> _Given entries_:

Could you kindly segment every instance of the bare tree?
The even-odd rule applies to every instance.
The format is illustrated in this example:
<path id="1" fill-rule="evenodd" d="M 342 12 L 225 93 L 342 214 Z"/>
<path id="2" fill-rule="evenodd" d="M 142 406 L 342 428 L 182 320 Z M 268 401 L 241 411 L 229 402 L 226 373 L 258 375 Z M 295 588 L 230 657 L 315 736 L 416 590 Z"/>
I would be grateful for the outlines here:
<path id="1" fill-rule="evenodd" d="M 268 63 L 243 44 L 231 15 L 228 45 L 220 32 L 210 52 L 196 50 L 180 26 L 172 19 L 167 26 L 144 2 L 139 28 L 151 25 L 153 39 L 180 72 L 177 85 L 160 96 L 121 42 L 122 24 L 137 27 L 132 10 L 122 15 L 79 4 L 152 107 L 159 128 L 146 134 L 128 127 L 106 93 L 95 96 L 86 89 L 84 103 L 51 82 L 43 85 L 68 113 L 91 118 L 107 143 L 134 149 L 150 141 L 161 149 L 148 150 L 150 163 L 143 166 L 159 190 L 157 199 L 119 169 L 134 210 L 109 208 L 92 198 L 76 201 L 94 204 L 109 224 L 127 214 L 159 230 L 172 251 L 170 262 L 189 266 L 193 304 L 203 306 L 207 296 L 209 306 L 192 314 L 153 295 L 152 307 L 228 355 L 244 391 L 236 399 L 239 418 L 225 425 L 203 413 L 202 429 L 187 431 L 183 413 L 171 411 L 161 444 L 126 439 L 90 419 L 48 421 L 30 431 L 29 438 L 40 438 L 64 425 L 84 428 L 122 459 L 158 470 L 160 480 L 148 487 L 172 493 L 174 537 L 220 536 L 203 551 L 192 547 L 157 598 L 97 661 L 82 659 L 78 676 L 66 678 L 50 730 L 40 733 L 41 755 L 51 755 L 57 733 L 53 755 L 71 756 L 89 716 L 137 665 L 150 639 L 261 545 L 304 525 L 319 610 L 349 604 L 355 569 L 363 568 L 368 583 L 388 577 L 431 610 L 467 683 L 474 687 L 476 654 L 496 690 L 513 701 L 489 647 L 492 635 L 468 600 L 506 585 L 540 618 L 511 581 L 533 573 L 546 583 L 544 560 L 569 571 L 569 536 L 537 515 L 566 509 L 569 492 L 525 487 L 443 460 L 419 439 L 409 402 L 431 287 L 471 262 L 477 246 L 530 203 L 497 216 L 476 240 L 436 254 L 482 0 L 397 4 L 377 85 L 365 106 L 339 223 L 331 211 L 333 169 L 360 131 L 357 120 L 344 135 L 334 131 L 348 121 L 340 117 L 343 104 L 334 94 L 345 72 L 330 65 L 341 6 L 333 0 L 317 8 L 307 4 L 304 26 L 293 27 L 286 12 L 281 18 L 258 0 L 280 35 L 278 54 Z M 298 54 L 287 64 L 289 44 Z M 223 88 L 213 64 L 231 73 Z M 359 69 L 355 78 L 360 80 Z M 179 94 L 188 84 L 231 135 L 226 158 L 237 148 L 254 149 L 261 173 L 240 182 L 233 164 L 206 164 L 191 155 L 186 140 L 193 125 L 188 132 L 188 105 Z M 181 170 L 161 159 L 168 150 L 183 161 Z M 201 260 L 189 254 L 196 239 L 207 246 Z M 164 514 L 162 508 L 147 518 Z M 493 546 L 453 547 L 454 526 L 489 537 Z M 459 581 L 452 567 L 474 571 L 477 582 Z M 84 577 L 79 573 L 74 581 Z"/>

> _Prompt_: Render all of the data above as a numbered list, with one line per item and no blank lines.

> _Solved problem_:
1. Could you kindly segment every instance of the bare tree?
2. The even-odd rule applies to every instance.
3. The format is illustrated in this example:
4. <path id="1" fill-rule="evenodd" d="M 342 12 L 225 93 L 342 214 Z"/>
5. <path id="2" fill-rule="evenodd" d="M 142 406 L 342 428 L 182 320 Z M 268 401 L 241 411 L 229 402 L 226 373 L 258 375 Z M 295 588 L 230 657 L 315 736 L 416 590 Z"/>
6. I would be grateful for the outlines here:
7. <path id="1" fill-rule="evenodd" d="M 268 63 L 243 44 L 231 15 L 228 45 L 220 32 L 210 52 L 196 50 L 180 26 L 172 19 L 167 26 L 144 2 L 139 28 L 151 25 L 153 39 L 180 72 L 177 85 L 160 96 L 121 42 L 122 24 L 137 27 L 132 10 L 122 15 L 79 4 L 152 107 L 159 128 L 146 134 L 128 127 L 106 93 L 95 96 L 86 89 L 84 103 L 51 82 L 43 85 L 68 113 L 91 118 L 107 143 L 134 149 L 150 141 L 161 149 L 148 150 L 150 163 L 143 166 L 159 190 L 157 199 L 119 169 L 134 210 L 109 208 L 92 198 L 76 201 L 94 204 L 109 224 L 127 214 L 159 230 L 172 251 L 170 262 L 189 266 L 193 304 L 203 306 L 207 296 L 209 306 L 192 314 L 153 295 L 152 307 L 228 355 L 244 391 L 236 399 L 239 418 L 225 425 L 203 413 L 202 429 L 187 431 L 183 413 L 171 411 L 161 444 L 126 439 L 90 419 L 48 421 L 30 431 L 29 438 L 40 438 L 64 425 L 84 428 L 122 459 L 158 470 L 160 480 L 148 487 L 172 493 L 174 537 L 220 536 L 203 551 L 192 547 L 157 598 L 97 661 L 82 659 L 78 676 L 66 678 L 50 730 L 40 733 L 41 755 L 51 755 L 57 733 L 53 755 L 71 756 L 89 716 L 137 665 L 150 639 L 261 545 L 304 525 L 319 610 L 349 604 L 355 569 L 363 568 L 368 583 L 388 577 L 431 610 L 467 683 L 474 687 L 476 654 L 496 690 L 513 701 L 489 647 L 492 635 L 468 600 L 506 585 L 540 618 L 511 581 L 533 573 L 546 583 L 544 560 L 569 571 L 569 536 L 537 515 L 566 509 L 569 492 L 525 487 L 443 460 L 419 439 L 409 402 L 431 287 L 471 262 L 477 246 L 530 203 L 497 216 L 476 240 L 436 254 L 482 0 L 397 4 L 377 85 L 365 106 L 339 223 L 331 211 L 333 169 L 360 131 L 357 120 L 344 135 L 334 131 L 348 121 L 340 117 L 343 104 L 334 94 L 345 72 L 330 65 L 341 6 L 333 0 L 317 8 L 307 4 L 304 26 L 293 27 L 286 12 L 281 18 L 258 0 L 280 35 L 278 54 Z M 298 54 L 287 64 L 289 44 Z M 223 88 L 213 64 L 231 73 Z M 359 69 L 355 78 L 360 80 Z M 179 94 L 188 84 L 231 135 L 226 158 L 237 148 L 254 149 L 261 173 L 240 182 L 233 164 L 206 164 L 191 155 L 186 140 L 193 125 L 188 132 L 188 105 Z M 181 170 L 161 159 L 168 150 L 183 161 Z M 201 260 L 189 254 L 196 239 L 207 246 Z M 164 514 L 162 508 L 147 518 Z M 493 546 L 453 547 L 454 526 L 489 537 Z M 459 581 L 452 567 L 474 571 L 477 582 Z M 84 577 L 79 573 L 74 581 Z"/>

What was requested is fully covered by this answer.